- GOAL -
Leave out the images and repeat the listing below without a single change.

- INPUT ROWS -
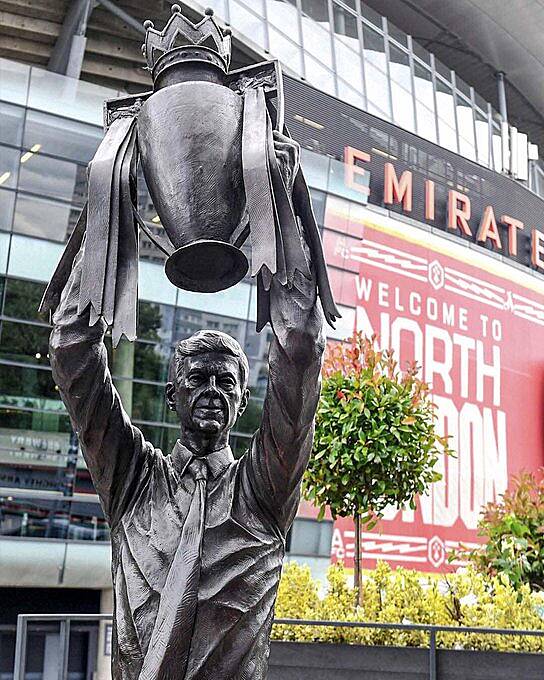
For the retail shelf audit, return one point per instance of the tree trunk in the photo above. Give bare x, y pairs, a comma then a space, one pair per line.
358, 563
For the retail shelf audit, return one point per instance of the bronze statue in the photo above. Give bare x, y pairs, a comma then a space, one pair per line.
198, 538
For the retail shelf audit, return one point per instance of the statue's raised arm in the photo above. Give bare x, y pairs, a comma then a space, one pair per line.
114, 450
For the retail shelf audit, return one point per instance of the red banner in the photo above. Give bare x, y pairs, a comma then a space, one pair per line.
475, 325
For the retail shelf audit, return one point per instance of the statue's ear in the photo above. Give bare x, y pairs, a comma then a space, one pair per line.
170, 395
244, 402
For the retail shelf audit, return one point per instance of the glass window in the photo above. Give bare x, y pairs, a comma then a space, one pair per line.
14, 79
465, 124
310, 537
285, 50
374, 48
283, 14
426, 122
403, 107
370, 15
421, 52
9, 165
348, 67
77, 99
399, 67
377, 91
48, 176
7, 204
319, 75
248, 23
61, 136
250, 420
25, 343
397, 34
317, 41
23, 299
482, 139
318, 10
148, 402
11, 130
155, 322
30, 387
151, 361
423, 83
446, 115
444, 71
345, 27
44, 218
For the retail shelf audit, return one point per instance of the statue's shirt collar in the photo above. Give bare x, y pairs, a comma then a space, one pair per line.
217, 461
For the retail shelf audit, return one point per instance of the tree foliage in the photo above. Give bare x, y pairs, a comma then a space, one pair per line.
375, 440
513, 529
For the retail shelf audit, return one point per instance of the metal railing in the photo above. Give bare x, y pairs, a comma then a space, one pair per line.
65, 620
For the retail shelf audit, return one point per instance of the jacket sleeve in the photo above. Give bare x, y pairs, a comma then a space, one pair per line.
281, 448
115, 451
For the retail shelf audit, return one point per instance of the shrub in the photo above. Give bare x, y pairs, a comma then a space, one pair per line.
406, 596
375, 440
513, 529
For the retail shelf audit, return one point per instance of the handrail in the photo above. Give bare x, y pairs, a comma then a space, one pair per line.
66, 619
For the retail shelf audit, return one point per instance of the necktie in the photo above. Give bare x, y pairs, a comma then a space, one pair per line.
170, 644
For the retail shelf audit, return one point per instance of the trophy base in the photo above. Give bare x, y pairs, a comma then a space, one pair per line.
206, 266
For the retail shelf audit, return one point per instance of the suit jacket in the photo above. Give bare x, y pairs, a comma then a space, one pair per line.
145, 494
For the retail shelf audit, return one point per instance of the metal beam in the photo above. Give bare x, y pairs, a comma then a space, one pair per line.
125, 16
69, 49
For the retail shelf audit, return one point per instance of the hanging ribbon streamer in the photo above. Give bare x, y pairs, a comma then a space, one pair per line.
109, 278
276, 235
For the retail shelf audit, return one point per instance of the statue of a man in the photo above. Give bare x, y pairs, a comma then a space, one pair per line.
198, 538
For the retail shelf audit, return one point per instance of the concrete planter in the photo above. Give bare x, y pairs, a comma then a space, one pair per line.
321, 661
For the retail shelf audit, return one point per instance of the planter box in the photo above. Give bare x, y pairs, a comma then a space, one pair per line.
322, 661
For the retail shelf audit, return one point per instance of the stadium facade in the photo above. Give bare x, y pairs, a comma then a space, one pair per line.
431, 206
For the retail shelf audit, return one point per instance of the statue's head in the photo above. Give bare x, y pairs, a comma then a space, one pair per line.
208, 383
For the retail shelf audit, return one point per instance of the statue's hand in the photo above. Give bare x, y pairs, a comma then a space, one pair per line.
288, 155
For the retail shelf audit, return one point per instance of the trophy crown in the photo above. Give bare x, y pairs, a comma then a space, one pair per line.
180, 31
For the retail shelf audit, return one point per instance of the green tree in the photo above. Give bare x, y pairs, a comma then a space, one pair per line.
375, 441
513, 529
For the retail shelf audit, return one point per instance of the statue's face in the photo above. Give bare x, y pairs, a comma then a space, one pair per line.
208, 395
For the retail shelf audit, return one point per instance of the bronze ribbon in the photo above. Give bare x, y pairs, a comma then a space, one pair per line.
259, 200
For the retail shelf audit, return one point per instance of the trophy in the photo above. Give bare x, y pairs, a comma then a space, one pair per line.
204, 139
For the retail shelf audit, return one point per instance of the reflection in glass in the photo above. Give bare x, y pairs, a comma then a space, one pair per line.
9, 165
377, 92
348, 67
62, 137
38, 518
283, 14
7, 204
44, 218
317, 41
30, 387
465, 124
47, 176
446, 115
482, 139
25, 343
318, 75
374, 48
403, 107
14, 81
285, 50
12, 117
247, 23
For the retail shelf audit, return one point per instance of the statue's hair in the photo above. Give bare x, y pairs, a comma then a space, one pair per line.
209, 341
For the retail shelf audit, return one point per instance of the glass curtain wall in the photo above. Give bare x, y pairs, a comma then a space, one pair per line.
346, 49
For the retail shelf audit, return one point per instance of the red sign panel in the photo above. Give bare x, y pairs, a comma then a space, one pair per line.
475, 325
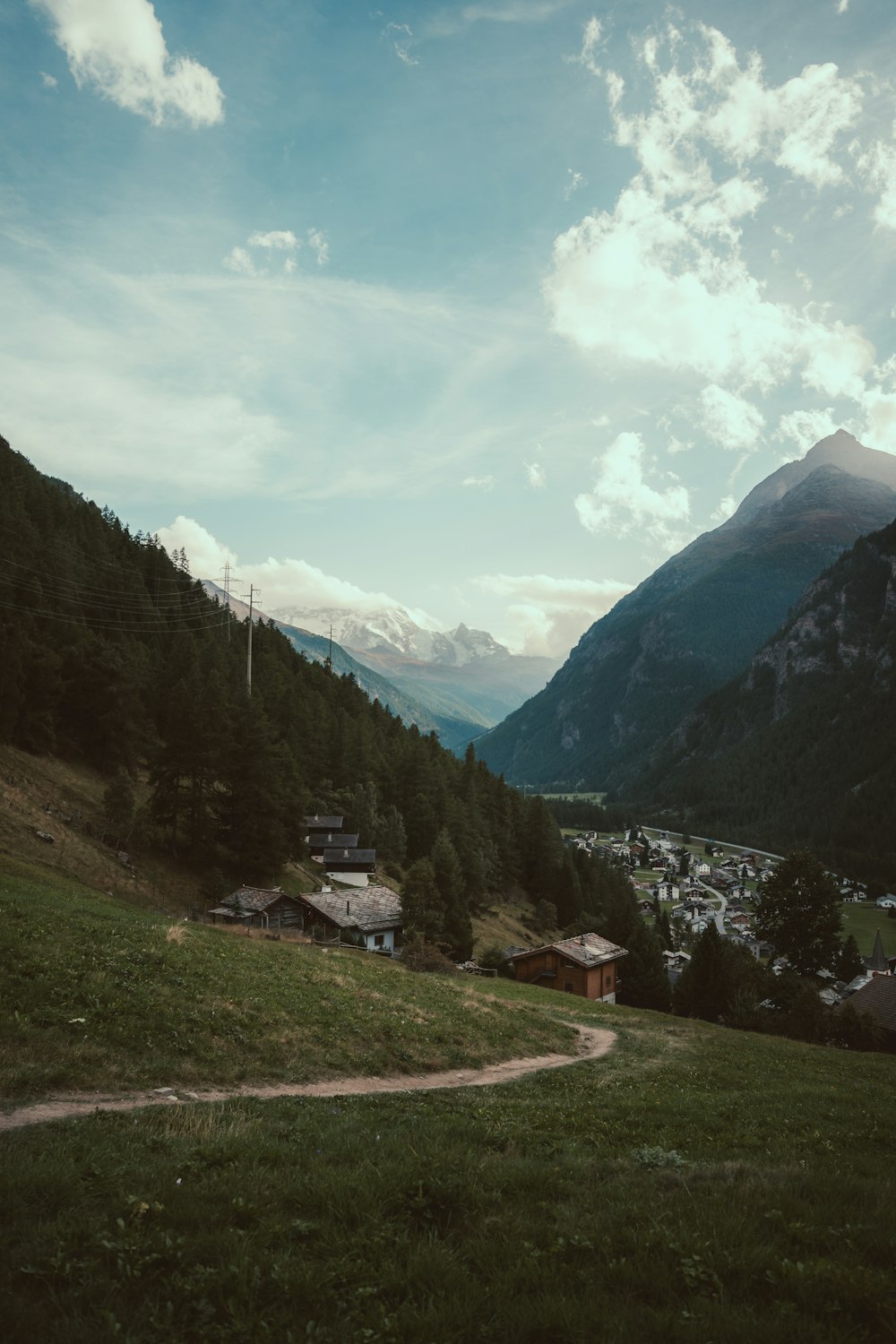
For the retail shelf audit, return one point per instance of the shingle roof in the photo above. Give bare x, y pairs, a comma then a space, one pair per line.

- TASK RESPONSE -
For the retail shelf audit, return one point per instance of the tree trunk in the photo above. Give bare x, y pairs, a comma then a space, one pair per line.
358, 563
For the retail shelf audit, return one point per instance of the bronze statue in the photo above. Give bare x, y pairs, a comma then a space, one pair per line.
198, 538
For the retail shelf audit, return one point per instance of the statue's raised arm in the photo above. Give bare x, y pairs, a comma then a space, one pair per line.
114, 450
For the retail shelf audit, return one point per instance of the red banner in the photo above. Give bare x, y pairs, a comma then a space, one pair per line.
475, 325
For the retail shelf audit, return one point per instance of the statue's ear in the photo above. Give bare x, y pairs, a comma then a space, one pair per line.
170, 395
244, 402
For the retail shelf audit, return one point per instance of the glass window in the photo above. Give bare x, y pairs, a comma then a space, one pair per line.
14, 79
465, 124
310, 537
285, 50
374, 48
283, 14
426, 122
403, 107
370, 15
421, 52
9, 165
348, 67
77, 99
399, 67
377, 91
48, 176
7, 204
319, 75
248, 23
61, 136
250, 420
25, 343
397, 34
317, 41
23, 299
482, 139
318, 10
148, 402
11, 130
155, 322
30, 387
151, 361
423, 83
446, 115
444, 71
345, 27
44, 218
For the retail shelf audit, return one point per instance of the statue's shirt collar in the photo above. Give bare x, y pairs, a comma then a space, one pair per line.
217, 461
For the retail shelf audit, return one point per instance of the tree foliage in the photo above. Give bare x, y pairs, a comma then a space, one pair per line.
375, 440
513, 529
For the retail shelf audit, return one point per instance of the metal railing in the photo above. Give bare x, y pairs, a comma then a space, one pair per line.
65, 620
For the retail shelf audit, return one point per instance of the jacket sleeve in the photo above. Give bare x, y pairs, a comma then a space, one pair per line.
281, 448
115, 451
For the retail shelf audit, return one point per instance of the shrub in the photo above. Give bare x, y pairs, a comma then a space, one pair per line.
406, 596
375, 440
513, 529
For the retail shelf audit, return one point per instance of the handrail in the photo above. Give bare x, y pairs, a comma then a space, one pair per line.
66, 619
For the retail shelf audit, return one point per instance of the necktie in the photo above. Give bare x, y pairs, a comma then a space, one pair per line.
170, 644
For the retail shelf audit, return one point per instance of the trophy base in the photo above. Give bare x, y pairs, a comma then a space, one pair per line.
206, 266
For the retail shelf audit, return one point per instance of the suit jacket in the photo above. Give bare x, y pairs, a comma then a space, one pair per line.
145, 494
For the retail shelf audit, return one point per instance of the metal beam in the photo above. Give bare x, y pairs, a comma then a space, one pair per line.
125, 16
69, 49
For the retail shelf audit, return one point per instance of the hanging ribbon streamer in the photo above. Give bare x, y pairs, a comma then a space, one pair per line.
109, 278
276, 235
For the retail shelf audit, return one point per instance of the statue of a man in the photo above. Give bare x, y pairs, a comma then a space, one pair per line.
198, 538
For the retail shelf audit, return one point per instance of the concrete planter in the photo above. Give bare x, y pairs, a comma then a space, one pair per line.
321, 661
For the retail shelf audit, return one point per instance of the planter box in the photo above. Give bare x, y pairs, a comma then a space, one pair per line.
322, 661
For the retail shelf audit, return one point per instance of the stadium facade in the photo above. Give bare x, y pairs, a comma then a space, one pair per line.
431, 206
For the retail shelf audit, return one point per instance of the statue's head in the photo above. Give bare x, y pairs, a comma then a space, one pair per line.
208, 383
For the retail shelf audit, return one point per instance of the statue's hand in the photo above. Give bare x, y pairs, a comma then a space, one pair per line.
288, 155
For the retail shelf audit, return one point per instance of the trophy crown in the photo above. Give bare x, y pairs, a comma then a space, one pair per line.
180, 31
For the retail shelf audit, return one point per instance of the green tree in the photo above. Give bare x, y pairs, a comma then a space, one pair per line.
375, 441
513, 529
For the retail shelf audit, return one point per instance of the statue's face in the photo above. Give bare x, y pairs, a comma then a space, one pair per line.
208, 395
For the retail shelf audit, return one point per instance of the bronze ribbon in the photo above. Give bare x, y pairs, a comma then a space, one pair per line.
259, 200
For the retail shelf audit, return one point per instance of the trophy in the photo above. Give bare x, y pairs, a comma then a space, one pair per line.
204, 139
For the retail shelf audit, return one point per instance of the reflection in glass in the photo above. Give bare x, y pairs, a comma then a space, one pair per line.
9, 165
377, 92
348, 67
62, 137
38, 518
283, 14
7, 204
44, 218
317, 41
30, 387
465, 124
47, 176
446, 115
482, 139
25, 343
318, 75
374, 48
403, 107
14, 81
285, 50
12, 117
247, 23
For the retail shelf audit, return one point per instance of the statue's hair in the photo above. Give bare x, y pairs, a comma then a space, one pair per line.
209, 341
For the retail shelf audit, return one point per instance of the glass curtain wall in the photo above. Give bare x, y pairs, a comma then a space, one pair per line.
346, 49
For the retail shelf audit, return one point per instance of the red sign panel in the photo above. Give bare x, y pairs, a comma then a space, one pair per line.
475, 325
For the retail shelf audit, return one point per instance of the shingle roof in the photo above. Give bare x, y pairs, a comma then a space, one pair per line.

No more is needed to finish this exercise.